▸ **Goal**
Copy the items from the start up to and including the line with "x=253 y=128", swapping "single point" for "single dot" and changing nothing else. Omit the pictures.

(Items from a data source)
** Begin **
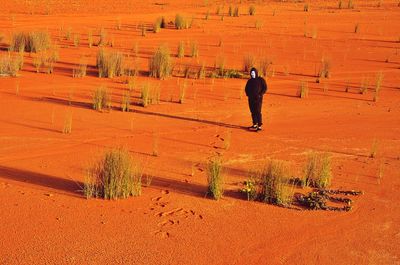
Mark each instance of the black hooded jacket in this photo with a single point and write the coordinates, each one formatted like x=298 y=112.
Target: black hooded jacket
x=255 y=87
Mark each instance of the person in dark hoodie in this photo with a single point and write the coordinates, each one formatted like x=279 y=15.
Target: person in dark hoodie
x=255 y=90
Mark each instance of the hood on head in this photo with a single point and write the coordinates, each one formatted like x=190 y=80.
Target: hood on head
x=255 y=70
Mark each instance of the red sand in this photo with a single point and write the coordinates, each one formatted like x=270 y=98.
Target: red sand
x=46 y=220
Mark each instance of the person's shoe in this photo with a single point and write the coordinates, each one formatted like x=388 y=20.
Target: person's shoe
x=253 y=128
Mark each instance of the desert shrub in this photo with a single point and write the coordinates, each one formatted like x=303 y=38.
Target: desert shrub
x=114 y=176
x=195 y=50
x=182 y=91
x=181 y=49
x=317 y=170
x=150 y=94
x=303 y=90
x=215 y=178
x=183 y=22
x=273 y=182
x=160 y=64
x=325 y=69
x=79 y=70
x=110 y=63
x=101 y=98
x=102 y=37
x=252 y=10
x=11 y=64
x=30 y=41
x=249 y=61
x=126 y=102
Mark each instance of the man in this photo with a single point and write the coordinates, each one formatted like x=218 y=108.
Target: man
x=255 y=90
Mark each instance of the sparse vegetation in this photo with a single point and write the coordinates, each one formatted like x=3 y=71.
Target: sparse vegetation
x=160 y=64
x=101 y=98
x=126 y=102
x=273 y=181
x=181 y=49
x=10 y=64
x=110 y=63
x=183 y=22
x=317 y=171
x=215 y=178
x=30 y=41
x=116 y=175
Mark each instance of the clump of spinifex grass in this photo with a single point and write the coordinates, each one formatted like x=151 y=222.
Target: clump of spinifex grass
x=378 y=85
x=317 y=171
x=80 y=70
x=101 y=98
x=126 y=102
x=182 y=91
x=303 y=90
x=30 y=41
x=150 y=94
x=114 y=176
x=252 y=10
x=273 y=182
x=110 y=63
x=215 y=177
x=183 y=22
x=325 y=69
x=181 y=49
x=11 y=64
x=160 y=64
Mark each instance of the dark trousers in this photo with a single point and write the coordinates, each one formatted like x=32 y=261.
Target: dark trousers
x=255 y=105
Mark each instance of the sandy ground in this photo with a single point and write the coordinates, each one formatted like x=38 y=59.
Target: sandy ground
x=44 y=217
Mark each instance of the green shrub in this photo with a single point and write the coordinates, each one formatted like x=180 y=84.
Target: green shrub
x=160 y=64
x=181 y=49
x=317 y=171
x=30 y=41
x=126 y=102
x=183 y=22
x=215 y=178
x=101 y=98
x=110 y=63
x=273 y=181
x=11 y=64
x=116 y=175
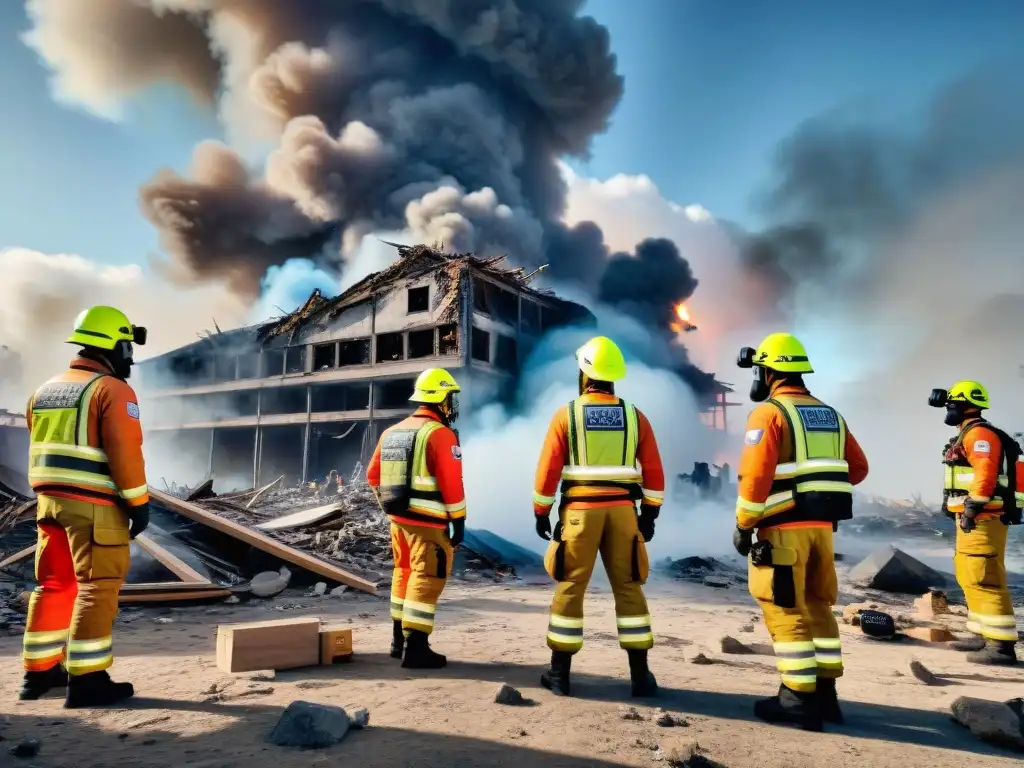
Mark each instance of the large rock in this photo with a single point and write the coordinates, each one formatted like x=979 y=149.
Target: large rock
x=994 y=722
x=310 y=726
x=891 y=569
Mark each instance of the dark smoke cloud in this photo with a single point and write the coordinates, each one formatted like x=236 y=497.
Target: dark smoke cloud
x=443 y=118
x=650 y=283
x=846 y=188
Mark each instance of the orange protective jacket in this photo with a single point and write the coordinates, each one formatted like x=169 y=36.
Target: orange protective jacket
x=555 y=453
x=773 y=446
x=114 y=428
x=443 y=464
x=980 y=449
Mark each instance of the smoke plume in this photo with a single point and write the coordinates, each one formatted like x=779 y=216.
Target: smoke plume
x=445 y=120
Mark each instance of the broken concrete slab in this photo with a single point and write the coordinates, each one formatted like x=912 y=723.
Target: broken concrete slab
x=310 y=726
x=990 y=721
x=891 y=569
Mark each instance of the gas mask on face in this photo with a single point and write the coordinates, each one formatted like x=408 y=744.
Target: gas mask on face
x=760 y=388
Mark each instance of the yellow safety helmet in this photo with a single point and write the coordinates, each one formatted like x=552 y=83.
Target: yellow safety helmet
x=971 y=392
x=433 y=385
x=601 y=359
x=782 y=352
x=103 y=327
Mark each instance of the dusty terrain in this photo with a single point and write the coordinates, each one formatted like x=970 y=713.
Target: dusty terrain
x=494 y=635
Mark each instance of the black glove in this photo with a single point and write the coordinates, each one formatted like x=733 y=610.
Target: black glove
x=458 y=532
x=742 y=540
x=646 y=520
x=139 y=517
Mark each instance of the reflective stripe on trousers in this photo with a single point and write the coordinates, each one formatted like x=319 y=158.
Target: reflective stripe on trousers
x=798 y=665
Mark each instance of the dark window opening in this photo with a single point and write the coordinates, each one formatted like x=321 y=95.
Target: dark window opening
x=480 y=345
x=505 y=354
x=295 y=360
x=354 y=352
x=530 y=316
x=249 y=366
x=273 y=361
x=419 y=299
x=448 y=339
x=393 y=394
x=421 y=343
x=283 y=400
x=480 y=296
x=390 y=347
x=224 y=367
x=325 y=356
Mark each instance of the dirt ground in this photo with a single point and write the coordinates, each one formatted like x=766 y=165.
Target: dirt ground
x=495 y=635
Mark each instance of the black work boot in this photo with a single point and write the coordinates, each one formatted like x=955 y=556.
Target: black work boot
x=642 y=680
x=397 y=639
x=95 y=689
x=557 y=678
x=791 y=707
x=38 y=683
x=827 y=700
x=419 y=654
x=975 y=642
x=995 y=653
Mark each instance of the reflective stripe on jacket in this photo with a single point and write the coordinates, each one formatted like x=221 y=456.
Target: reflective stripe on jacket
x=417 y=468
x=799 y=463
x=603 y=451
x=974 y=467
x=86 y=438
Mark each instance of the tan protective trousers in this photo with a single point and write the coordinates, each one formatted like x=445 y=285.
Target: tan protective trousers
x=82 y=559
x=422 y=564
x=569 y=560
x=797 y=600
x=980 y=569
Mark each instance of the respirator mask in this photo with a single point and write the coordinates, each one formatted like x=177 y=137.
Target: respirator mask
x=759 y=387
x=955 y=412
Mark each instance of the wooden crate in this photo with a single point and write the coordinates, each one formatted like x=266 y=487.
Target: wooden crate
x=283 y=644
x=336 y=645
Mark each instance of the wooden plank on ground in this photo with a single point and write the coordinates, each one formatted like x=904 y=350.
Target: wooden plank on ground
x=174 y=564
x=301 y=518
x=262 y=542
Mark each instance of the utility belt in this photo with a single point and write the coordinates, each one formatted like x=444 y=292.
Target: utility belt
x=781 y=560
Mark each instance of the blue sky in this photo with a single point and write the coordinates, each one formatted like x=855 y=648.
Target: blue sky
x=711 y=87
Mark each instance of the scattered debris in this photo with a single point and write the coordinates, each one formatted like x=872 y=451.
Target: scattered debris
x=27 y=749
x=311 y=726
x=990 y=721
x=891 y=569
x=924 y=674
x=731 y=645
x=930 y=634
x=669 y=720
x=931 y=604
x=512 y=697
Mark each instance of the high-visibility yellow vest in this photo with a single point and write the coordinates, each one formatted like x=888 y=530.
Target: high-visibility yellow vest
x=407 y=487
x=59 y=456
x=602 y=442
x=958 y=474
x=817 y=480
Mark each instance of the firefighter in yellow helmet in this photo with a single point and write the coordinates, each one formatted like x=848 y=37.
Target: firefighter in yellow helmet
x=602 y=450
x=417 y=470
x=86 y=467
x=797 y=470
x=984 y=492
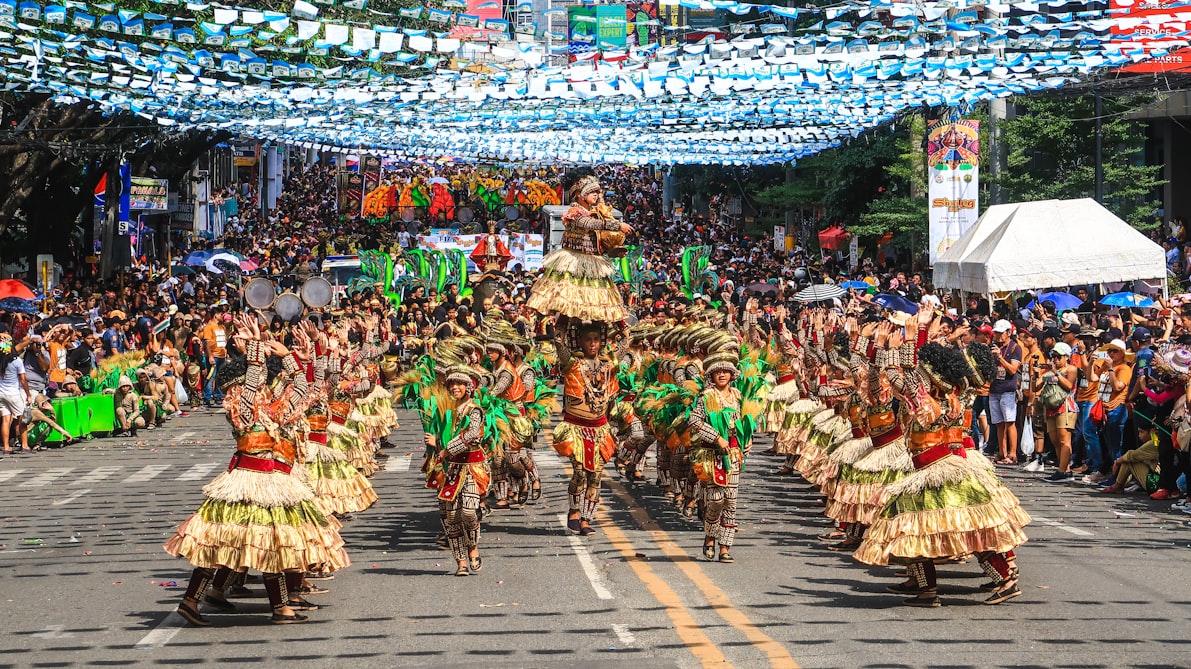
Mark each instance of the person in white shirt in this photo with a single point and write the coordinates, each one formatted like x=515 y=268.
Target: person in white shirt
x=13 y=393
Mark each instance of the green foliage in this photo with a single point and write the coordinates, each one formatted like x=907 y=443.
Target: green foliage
** End **
▸ **Exercise solution**
Mark each instance of the black hooded jacket in this photo with a single dot and write the coordinates, each one formatted like x=298 y=112.
Target: black hooded jacket
x=255 y=87
Mark each instance of the person in dark hoodie in this photo with a single dot and write the coordinates, each one formatted like x=279 y=15.
Target: person in dark hoodie
x=255 y=90
Mark each instance of the hood on head in this photo with a single dot and write the coordinates, each one formatted like x=190 y=80.
Target: hood on head
x=255 y=70
Mark each instance of the red sand in this photo with a single dot and write the coordinates, each one formatted like x=270 y=98.
Target: red sand
x=46 y=220
Mark each instance of the person's shoe in this photo with a single dot and write the coordinates, each one formatted like x=388 y=20.
Target: person's shoe
x=253 y=128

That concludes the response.